- EJERCICIO -
Reproduce sin ningún cambio todas las líneas de los datos que siguen.

- DATOS PROPORCIONADOS -
---
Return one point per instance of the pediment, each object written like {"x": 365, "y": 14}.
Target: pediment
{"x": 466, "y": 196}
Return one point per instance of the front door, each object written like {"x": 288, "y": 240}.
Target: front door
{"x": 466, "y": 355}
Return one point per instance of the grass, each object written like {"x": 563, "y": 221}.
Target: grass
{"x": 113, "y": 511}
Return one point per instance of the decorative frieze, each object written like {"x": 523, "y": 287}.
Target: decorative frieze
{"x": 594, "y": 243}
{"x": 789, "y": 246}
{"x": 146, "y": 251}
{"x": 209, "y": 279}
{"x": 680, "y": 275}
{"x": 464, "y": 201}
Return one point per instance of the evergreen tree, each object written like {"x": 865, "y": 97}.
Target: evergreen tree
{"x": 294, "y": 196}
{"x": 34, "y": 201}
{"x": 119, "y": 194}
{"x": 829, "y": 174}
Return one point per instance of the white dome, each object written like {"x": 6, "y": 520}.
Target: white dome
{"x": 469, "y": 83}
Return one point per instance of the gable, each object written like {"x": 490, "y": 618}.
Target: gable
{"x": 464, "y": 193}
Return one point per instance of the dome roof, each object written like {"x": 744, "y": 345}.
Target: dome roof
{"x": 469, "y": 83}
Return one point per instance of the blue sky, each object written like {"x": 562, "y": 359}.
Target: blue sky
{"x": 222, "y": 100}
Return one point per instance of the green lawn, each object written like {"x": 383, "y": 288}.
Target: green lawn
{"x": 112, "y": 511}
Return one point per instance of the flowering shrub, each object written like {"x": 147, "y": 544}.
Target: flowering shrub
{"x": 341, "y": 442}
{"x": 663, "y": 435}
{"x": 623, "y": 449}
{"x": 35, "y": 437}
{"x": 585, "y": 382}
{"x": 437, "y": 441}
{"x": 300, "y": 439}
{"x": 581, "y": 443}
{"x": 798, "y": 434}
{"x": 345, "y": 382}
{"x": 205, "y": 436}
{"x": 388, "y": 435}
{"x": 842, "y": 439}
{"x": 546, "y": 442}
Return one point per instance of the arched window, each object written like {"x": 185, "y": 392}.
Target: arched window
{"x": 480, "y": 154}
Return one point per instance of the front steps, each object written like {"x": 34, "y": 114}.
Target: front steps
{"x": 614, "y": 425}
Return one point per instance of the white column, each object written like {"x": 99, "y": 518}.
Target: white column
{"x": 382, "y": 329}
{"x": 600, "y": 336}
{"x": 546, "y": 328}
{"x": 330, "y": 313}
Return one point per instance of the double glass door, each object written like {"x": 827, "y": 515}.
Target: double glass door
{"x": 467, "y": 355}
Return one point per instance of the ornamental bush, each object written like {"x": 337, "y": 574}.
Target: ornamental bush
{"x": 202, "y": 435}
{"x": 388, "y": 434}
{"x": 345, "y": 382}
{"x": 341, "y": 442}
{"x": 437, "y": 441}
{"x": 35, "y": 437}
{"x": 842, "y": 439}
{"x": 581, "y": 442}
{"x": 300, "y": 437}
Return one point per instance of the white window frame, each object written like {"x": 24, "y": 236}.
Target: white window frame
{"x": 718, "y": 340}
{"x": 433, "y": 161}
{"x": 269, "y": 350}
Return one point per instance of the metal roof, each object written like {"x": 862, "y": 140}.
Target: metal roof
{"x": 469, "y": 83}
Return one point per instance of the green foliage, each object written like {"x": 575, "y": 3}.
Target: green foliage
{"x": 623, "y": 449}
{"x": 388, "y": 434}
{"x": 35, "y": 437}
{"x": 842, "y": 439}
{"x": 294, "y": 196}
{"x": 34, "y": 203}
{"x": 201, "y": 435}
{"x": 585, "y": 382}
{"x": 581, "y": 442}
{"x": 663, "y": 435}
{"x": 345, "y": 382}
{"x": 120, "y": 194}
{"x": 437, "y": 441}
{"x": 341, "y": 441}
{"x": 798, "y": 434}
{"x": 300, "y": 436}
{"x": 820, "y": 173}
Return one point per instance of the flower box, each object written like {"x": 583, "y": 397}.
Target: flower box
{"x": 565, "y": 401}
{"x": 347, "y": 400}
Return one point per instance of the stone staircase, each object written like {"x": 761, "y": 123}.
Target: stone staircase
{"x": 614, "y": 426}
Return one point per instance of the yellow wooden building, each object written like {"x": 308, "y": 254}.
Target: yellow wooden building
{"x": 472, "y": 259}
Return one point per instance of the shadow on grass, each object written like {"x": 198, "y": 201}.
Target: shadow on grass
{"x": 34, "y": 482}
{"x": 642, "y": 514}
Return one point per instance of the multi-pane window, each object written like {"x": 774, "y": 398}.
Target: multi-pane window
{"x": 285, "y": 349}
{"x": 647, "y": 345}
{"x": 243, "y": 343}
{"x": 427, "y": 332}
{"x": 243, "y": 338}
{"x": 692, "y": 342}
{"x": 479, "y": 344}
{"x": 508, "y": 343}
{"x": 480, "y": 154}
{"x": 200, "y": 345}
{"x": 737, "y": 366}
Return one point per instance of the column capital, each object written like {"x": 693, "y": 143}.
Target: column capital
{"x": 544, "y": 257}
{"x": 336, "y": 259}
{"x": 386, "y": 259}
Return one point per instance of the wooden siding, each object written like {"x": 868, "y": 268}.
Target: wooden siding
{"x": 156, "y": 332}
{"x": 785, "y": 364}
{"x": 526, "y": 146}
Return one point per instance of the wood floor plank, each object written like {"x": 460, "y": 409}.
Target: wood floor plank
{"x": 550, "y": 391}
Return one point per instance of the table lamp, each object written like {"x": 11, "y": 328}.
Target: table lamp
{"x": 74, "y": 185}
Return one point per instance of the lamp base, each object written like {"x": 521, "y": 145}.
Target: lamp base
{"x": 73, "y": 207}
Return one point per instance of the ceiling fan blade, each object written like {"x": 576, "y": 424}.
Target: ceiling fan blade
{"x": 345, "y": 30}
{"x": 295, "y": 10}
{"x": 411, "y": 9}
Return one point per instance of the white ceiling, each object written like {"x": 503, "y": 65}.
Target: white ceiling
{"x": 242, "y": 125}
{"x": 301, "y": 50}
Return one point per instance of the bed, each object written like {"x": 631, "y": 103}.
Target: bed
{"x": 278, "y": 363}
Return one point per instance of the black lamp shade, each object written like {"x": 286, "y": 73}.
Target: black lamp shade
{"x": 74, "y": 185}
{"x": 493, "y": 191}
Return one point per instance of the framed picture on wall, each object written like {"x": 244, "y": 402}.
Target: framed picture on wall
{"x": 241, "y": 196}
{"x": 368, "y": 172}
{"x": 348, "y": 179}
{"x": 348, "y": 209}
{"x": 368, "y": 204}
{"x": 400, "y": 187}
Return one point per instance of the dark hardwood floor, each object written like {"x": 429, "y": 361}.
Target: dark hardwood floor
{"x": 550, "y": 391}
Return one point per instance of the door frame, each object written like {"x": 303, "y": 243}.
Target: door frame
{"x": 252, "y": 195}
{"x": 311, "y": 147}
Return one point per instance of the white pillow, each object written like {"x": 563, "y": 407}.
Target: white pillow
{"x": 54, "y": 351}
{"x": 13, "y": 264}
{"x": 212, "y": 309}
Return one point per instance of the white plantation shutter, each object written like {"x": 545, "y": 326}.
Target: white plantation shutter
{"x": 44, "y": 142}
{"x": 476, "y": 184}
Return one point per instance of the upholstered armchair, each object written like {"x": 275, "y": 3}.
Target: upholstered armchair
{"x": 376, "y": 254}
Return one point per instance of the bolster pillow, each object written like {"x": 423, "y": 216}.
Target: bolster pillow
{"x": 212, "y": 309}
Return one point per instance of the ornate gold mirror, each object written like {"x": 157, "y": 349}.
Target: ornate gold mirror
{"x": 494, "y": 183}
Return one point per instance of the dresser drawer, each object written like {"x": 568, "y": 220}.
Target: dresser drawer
---
- RESPUESTA DEL EJERCICIO -
Return one point per instance of the pediment, each object written like {"x": 365, "y": 14}.
Target: pediment
{"x": 466, "y": 196}
Return one point per instance of the front door, each object written like {"x": 288, "y": 240}.
Target: front door
{"x": 466, "y": 355}
Return one point per instance of the grass, each object written like {"x": 563, "y": 221}.
Target: grass
{"x": 113, "y": 511}
Return one point per instance of the decorative frieze, each object written like {"x": 523, "y": 287}.
Target: decorative frieze
{"x": 594, "y": 243}
{"x": 789, "y": 246}
{"x": 146, "y": 251}
{"x": 209, "y": 279}
{"x": 680, "y": 275}
{"x": 464, "y": 201}
Return one point per instance of the evergreen tree, each object written like {"x": 865, "y": 97}.
Target: evergreen tree
{"x": 294, "y": 196}
{"x": 34, "y": 201}
{"x": 119, "y": 194}
{"x": 829, "y": 174}
Return one point per instance of the white dome, each object written like {"x": 6, "y": 520}.
Target: white dome
{"x": 469, "y": 83}
Return one point per instance of the gable, each object written like {"x": 490, "y": 618}.
Target: gable
{"x": 464, "y": 193}
Return one point per instance of the dome roof, each object written like {"x": 744, "y": 345}.
Target: dome roof
{"x": 469, "y": 83}
Return one point per instance of the blue sky, each object written like {"x": 562, "y": 359}.
Target: blue sky
{"x": 222, "y": 100}
Return one point per instance of the green lawn, each object written like {"x": 383, "y": 288}.
Target: green lawn
{"x": 112, "y": 511}
Return one point per instance of the flowering shrub, each object written like {"x": 147, "y": 544}.
Target: flowering shrub
{"x": 341, "y": 442}
{"x": 663, "y": 435}
{"x": 623, "y": 449}
{"x": 35, "y": 437}
{"x": 585, "y": 382}
{"x": 437, "y": 441}
{"x": 300, "y": 439}
{"x": 581, "y": 443}
{"x": 798, "y": 434}
{"x": 345, "y": 382}
{"x": 205, "y": 436}
{"x": 388, "y": 435}
{"x": 842, "y": 439}
{"x": 546, "y": 442}
Return one point per instance of the arched window, each object written like {"x": 185, "y": 392}.
Target: arched window
{"x": 480, "y": 154}
Return one point per instance of the front steps, each object written like {"x": 34, "y": 114}.
Target: front steps
{"x": 614, "y": 425}
Return one point per instance of the white column, each object written like {"x": 99, "y": 518}.
Target: white column
{"x": 382, "y": 329}
{"x": 600, "y": 336}
{"x": 546, "y": 328}
{"x": 330, "y": 313}
Return one point per instance of the double glass door, each object written like {"x": 827, "y": 515}.
Target: double glass door
{"x": 467, "y": 355}
Return one point per instance of the ornamental bush, each object written like {"x": 337, "y": 574}.
Target: ornamental bush
{"x": 202, "y": 435}
{"x": 388, "y": 434}
{"x": 345, "y": 382}
{"x": 341, "y": 442}
{"x": 437, "y": 441}
{"x": 35, "y": 437}
{"x": 842, "y": 439}
{"x": 581, "y": 442}
{"x": 300, "y": 437}
Return one point per instance of the white window frame, each object written like {"x": 24, "y": 236}.
Target: white window frame
{"x": 718, "y": 340}
{"x": 433, "y": 161}
{"x": 269, "y": 350}
Return one point per instance of the metal roof, each object written like {"x": 862, "y": 140}.
Target: metal roof
{"x": 469, "y": 83}
Return one point per instance of the green foliage, each object written like {"x": 575, "y": 3}.
Target: green foliage
{"x": 623, "y": 449}
{"x": 388, "y": 434}
{"x": 35, "y": 437}
{"x": 842, "y": 439}
{"x": 294, "y": 196}
{"x": 34, "y": 203}
{"x": 201, "y": 435}
{"x": 585, "y": 382}
{"x": 581, "y": 442}
{"x": 663, "y": 435}
{"x": 345, "y": 382}
{"x": 120, "y": 194}
{"x": 437, "y": 441}
{"x": 341, "y": 441}
{"x": 798, "y": 434}
{"x": 300, "y": 436}
{"x": 820, "y": 173}
Return one point per instance of the flower box, each object written like {"x": 583, "y": 397}.
Target: flower box
{"x": 565, "y": 401}
{"x": 347, "y": 400}
Return one point per instance of the stone staircase, each object written like {"x": 761, "y": 123}.
Target: stone staircase
{"x": 614, "y": 426}
Return one point per instance of the yellow wooden building, each object written like {"x": 308, "y": 254}.
Target: yellow wooden building
{"x": 472, "y": 259}
Return one point per instance of the shadow on grass, each object written like {"x": 198, "y": 201}.
Target: shadow on grass
{"x": 34, "y": 482}
{"x": 642, "y": 514}
Return one point per instance of the multi-pane window, each object written like {"x": 774, "y": 398}.
Target: multi-pane window
{"x": 285, "y": 349}
{"x": 647, "y": 345}
{"x": 243, "y": 343}
{"x": 427, "y": 332}
{"x": 243, "y": 338}
{"x": 692, "y": 342}
{"x": 479, "y": 344}
{"x": 508, "y": 343}
{"x": 480, "y": 154}
{"x": 200, "y": 345}
{"x": 737, "y": 366}
Return one point per instance of the column capital, each object written like {"x": 693, "y": 143}.
Target: column capital
{"x": 544, "y": 257}
{"x": 336, "y": 259}
{"x": 386, "y": 259}
Return one point per instance of the wooden siding, each object written like {"x": 868, "y": 268}.
Target: wooden siding
{"x": 156, "y": 332}
{"x": 785, "y": 364}
{"x": 526, "y": 146}
Return one point per instance of the wood floor plank, each object written like {"x": 460, "y": 409}.
Target: wood floor plank
{"x": 550, "y": 391}
Return one point per instance of the table lamp, each object written like {"x": 11, "y": 328}.
Target: table lamp
{"x": 74, "y": 185}
Return one point per instance of the lamp base, each object written like {"x": 521, "y": 145}.
Target: lamp base
{"x": 73, "y": 207}
Return one point per instance of the ceiling fan blade, each object written like {"x": 576, "y": 424}.
Target: ceiling fan blade
{"x": 345, "y": 30}
{"x": 295, "y": 10}
{"x": 411, "y": 9}
Return one point per instance of the white ceiling, each object written like {"x": 503, "y": 65}.
Target: white ceiling
{"x": 242, "y": 125}
{"x": 301, "y": 50}
Return one point per instance of the bed, each object written like {"x": 631, "y": 103}.
Target: bed
{"x": 278, "y": 363}
Return one point per instance of the black lamp shade, each object written like {"x": 286, "y": 73}.
Target: black lamp shade
{"x": 74, "y": 185}
{"x": 493, "y": 191}
Return one point per instance of the framed picture on wall, each object written like {"x": 244, "y": 402}.
Target: framed picture on wall
{"x": 241, "y": 196}
{"x": 368, "y": 172}
{"x": 348, "y": 179}
{"x": 348, "y": 209}
{"x": 368, "y": 204}
{"x": 400, "y": 187}
Return one point per instance of the dark hardwood floor, each object written like {"x": 429, "y": 361}.
Target: dark hardwood floor
{"x": 550, "y": 391}
Return one point per instance of the door frame, each object written like {"x": 303, "y": 243}.
Target: door frame
{"x": 252, "y": 195}
{"x": 311, "y": 147}
Return one point per instance of the white pillow, each object written like {"x": 563, "y": 407}.
Target: white pillow
{"x": 54, "y": 351}
{"x": 13, "y": 264}
{"x": 212, "y": 309}
Return one point per instance of the white plantation shutter, each object written like {"x": 545, "y": 326}.
Target: white plantation shutter
{"x": 44, "y": 142}
{"x": 476, "y": 184}
Return one point per instance of the upholstered armchair, each object written like {"x": 275, "y": 3}.
Target: upholstered armchair
{"x": 376, "y": 254}
Return one point per instance of the bolster pillow, each object written like {"x": 423, "y": 216}.
Target: bolster pillow
{"x": 212, "y": 309}
Return one point per instance of the ornate gold mirror, each object written like {"x": 157, "y": 349}.
Target: ornate gold mirror
{"x": 494, "y": 183}
Return one point per instance of the dresser drawer, each object written like {"x": 568, "y": 220}.
Target: dresser drawer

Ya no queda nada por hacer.